▶ Dataset records:
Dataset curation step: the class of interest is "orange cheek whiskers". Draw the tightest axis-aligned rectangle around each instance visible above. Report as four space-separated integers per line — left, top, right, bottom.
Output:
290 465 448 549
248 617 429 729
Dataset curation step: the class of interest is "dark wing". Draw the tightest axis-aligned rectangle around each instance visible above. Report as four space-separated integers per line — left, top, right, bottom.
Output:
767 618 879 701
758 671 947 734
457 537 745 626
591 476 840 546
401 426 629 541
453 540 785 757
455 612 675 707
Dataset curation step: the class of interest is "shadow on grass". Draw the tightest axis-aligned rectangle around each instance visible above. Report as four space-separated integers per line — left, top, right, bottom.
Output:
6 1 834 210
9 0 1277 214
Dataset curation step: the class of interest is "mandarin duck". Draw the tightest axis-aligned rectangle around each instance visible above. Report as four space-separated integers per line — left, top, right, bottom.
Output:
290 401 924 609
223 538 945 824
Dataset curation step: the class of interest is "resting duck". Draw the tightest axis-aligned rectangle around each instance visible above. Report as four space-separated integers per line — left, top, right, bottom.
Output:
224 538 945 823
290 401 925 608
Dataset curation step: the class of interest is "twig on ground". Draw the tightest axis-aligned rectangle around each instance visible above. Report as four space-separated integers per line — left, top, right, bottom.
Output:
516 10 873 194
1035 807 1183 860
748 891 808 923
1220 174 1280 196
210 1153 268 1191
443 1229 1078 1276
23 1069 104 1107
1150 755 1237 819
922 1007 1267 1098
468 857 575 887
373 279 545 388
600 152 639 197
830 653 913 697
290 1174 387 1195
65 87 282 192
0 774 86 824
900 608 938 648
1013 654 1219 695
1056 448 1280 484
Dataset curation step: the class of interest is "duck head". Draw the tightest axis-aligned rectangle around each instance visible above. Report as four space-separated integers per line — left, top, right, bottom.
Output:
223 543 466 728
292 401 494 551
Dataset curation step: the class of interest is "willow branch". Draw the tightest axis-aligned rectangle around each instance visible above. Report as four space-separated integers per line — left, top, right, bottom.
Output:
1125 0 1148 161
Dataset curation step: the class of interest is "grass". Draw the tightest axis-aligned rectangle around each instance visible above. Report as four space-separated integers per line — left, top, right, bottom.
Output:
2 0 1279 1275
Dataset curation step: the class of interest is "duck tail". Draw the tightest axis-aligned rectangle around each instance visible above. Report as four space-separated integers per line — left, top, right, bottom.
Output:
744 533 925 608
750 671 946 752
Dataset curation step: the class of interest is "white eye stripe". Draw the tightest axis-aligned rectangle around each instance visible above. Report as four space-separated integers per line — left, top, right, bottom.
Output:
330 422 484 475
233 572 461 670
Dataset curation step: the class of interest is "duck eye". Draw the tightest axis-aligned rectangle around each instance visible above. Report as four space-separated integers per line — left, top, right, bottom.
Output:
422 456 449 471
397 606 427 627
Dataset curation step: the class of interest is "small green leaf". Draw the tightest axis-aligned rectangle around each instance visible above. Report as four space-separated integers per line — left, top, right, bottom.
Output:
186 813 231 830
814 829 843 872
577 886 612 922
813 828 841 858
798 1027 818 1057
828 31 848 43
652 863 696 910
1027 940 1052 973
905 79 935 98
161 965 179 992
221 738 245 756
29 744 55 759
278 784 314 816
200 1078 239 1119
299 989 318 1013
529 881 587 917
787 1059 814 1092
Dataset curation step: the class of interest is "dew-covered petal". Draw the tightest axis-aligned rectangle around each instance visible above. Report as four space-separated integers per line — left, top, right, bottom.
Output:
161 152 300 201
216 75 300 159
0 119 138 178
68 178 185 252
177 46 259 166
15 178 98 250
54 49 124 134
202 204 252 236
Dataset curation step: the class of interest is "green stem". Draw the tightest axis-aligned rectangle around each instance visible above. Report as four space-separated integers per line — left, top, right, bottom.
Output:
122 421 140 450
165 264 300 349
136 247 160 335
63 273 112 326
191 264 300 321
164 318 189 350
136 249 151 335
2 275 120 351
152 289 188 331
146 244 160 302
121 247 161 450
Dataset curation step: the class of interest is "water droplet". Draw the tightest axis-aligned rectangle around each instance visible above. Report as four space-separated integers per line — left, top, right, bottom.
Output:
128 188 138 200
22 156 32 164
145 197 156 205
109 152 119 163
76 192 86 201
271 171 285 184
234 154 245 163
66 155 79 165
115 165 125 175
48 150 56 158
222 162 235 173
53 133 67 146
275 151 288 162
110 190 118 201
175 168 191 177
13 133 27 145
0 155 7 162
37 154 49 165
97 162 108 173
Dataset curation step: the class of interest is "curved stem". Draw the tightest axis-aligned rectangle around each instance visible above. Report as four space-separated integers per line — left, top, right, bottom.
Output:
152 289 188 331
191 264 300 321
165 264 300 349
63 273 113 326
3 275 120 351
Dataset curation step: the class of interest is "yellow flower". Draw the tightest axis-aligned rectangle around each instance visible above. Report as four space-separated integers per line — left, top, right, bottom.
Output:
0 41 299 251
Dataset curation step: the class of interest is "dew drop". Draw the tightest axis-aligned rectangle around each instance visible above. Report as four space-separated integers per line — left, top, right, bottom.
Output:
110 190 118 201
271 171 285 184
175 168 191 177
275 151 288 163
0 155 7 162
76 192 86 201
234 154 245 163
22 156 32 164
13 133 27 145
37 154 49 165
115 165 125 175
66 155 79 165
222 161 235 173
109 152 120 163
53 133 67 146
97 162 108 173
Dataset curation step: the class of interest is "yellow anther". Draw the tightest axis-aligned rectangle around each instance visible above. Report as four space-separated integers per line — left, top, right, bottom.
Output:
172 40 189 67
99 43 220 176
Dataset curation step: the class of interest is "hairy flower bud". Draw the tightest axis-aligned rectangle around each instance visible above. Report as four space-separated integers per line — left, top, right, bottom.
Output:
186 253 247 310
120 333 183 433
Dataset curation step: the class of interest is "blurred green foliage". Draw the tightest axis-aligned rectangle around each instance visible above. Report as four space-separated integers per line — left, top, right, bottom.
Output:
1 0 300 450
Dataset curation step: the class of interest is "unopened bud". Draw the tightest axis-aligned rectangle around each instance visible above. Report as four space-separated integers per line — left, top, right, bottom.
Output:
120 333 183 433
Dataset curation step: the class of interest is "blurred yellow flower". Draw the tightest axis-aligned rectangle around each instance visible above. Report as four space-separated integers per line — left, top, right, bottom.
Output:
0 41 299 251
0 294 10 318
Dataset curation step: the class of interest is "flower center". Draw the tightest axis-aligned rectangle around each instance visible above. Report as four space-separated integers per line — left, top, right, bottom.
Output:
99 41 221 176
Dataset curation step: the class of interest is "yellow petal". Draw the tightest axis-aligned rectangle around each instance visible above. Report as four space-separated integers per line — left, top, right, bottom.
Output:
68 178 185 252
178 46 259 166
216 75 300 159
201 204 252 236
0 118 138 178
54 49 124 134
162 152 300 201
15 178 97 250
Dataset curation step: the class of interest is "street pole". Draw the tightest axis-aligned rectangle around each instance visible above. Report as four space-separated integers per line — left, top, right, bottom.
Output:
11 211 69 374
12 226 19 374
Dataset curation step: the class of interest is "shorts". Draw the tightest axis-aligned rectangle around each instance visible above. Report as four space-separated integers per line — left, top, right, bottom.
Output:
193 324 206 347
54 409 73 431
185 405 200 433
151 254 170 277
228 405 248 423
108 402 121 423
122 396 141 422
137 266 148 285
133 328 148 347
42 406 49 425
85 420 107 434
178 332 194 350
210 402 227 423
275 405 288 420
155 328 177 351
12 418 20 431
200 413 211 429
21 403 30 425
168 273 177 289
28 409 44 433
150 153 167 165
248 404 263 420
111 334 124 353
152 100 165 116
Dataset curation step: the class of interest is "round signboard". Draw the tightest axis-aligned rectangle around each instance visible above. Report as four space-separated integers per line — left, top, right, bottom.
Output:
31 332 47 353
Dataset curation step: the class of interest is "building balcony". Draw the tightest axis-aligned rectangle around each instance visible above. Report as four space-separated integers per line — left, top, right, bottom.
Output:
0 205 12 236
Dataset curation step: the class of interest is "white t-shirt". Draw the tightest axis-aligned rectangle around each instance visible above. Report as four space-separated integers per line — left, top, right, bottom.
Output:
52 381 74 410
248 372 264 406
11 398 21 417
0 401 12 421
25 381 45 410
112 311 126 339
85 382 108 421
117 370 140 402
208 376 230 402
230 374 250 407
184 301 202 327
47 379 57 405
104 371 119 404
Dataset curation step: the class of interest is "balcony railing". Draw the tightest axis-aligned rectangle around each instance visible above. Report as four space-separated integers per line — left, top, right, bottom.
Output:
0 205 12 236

▶ What to work on:
Look over the material above and report each line holding "stem".

▶ The answer:
Dataset curation step: the class of interest is "green stem". Draw the tightest axis-aligned rectangle around each instance visible above. Report as four space-separated integers per line — left, top, right, bottom.
Dataset curation step: the class of interest is "curved stem". Draw the tightest axis-aligned rectangle around each instance visible above. Report as four space-separated integers per line — left, top, right, bottom.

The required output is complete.